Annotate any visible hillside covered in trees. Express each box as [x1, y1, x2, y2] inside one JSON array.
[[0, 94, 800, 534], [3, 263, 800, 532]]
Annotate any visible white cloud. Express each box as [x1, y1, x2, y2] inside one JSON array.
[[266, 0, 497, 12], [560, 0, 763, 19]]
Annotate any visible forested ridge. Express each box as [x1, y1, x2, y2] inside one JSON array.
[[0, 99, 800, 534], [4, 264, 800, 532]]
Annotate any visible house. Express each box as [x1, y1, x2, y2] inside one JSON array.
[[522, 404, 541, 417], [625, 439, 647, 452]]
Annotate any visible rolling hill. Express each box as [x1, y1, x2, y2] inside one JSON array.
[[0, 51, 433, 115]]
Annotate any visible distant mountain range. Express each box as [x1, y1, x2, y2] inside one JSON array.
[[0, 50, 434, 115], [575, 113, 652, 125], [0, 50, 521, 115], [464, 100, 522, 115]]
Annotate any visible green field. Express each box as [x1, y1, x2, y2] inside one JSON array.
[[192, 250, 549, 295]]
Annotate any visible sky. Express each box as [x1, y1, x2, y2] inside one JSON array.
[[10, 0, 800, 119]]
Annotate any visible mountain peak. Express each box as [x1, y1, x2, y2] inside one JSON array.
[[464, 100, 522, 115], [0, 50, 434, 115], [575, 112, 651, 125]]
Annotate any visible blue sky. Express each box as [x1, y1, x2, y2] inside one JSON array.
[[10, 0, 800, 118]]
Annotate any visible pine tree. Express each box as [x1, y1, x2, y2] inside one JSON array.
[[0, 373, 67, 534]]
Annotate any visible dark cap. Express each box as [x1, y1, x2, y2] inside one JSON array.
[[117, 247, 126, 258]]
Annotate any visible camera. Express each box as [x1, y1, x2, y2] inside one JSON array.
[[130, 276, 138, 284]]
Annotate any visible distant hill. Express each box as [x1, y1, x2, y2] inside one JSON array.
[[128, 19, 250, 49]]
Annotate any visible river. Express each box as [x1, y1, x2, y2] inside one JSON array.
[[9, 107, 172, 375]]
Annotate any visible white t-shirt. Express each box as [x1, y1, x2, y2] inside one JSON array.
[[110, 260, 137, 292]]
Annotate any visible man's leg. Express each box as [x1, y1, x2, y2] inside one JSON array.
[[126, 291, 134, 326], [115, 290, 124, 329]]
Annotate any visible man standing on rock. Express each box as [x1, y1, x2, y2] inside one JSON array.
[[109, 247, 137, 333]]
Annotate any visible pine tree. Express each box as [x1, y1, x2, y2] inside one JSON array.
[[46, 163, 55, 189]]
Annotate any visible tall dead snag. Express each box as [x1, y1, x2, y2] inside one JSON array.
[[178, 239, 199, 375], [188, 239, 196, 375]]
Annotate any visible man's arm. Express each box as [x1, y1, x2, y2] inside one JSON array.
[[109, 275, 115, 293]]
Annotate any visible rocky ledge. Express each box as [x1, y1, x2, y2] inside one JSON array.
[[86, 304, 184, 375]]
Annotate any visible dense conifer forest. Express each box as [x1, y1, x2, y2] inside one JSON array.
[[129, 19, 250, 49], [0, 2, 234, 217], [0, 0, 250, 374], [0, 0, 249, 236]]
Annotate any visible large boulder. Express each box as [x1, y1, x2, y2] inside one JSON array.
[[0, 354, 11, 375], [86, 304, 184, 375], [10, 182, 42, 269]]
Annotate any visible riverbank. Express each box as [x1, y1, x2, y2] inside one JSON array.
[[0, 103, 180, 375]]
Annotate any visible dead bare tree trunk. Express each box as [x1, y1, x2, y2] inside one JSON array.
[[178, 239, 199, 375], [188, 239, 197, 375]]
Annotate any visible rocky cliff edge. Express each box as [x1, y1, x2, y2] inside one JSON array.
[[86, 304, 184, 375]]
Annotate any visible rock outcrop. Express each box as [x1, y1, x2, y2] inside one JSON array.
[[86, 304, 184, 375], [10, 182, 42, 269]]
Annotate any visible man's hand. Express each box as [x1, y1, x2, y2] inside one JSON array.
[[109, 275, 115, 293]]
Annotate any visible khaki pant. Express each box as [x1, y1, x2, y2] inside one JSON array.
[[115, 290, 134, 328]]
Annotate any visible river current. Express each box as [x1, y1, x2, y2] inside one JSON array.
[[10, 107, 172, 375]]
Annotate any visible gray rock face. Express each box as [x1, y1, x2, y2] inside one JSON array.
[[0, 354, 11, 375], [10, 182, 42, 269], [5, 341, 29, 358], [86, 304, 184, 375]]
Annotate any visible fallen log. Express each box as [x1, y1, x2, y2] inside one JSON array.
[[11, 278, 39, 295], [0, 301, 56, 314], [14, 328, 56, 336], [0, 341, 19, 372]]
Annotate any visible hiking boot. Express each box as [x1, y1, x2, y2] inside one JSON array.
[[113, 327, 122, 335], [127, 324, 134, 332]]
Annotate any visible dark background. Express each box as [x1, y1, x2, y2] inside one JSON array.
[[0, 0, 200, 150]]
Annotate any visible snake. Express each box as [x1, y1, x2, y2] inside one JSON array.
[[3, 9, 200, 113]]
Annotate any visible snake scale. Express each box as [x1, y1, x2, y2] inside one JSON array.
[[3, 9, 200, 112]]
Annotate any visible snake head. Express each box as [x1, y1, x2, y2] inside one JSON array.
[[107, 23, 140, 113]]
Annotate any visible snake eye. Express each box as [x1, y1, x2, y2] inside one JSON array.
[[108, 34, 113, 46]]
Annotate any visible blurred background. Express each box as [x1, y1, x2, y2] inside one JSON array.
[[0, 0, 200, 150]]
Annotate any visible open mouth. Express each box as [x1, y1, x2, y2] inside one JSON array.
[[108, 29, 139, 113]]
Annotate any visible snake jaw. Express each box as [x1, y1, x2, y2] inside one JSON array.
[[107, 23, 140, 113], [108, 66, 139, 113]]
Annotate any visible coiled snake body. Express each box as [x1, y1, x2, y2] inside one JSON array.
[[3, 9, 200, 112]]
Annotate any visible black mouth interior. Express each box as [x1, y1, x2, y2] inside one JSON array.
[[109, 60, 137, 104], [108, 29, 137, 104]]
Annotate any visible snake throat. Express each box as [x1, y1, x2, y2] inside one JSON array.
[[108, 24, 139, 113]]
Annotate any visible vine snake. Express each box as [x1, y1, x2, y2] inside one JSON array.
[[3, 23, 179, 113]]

Given request —
Reproduce, unchanged, the part of the listing above that opens with the line containing "Annotate any visible rolling" and closes with the line containing "[[192, 250, 549, 295]]", both lines included.

Result —
Annotate any visible rolling hill. Express each box as [x1, y1, x2, y2] inside one JSON array.
[[0, 51, 433, 115]]
Annotate any visible distant mountain range. Express each box as [x1, y1, x2, y2] inside one JSON array.
[[0, 50, 434, 115], [575, 113, 652, 125], [0, 50, 521, 115], [464, 100, 522, 115]]
Annotate any visible green field. Express each box as [x1, y1, x2, y2] inside one JSON array.
[[192, 250, 549, 295]]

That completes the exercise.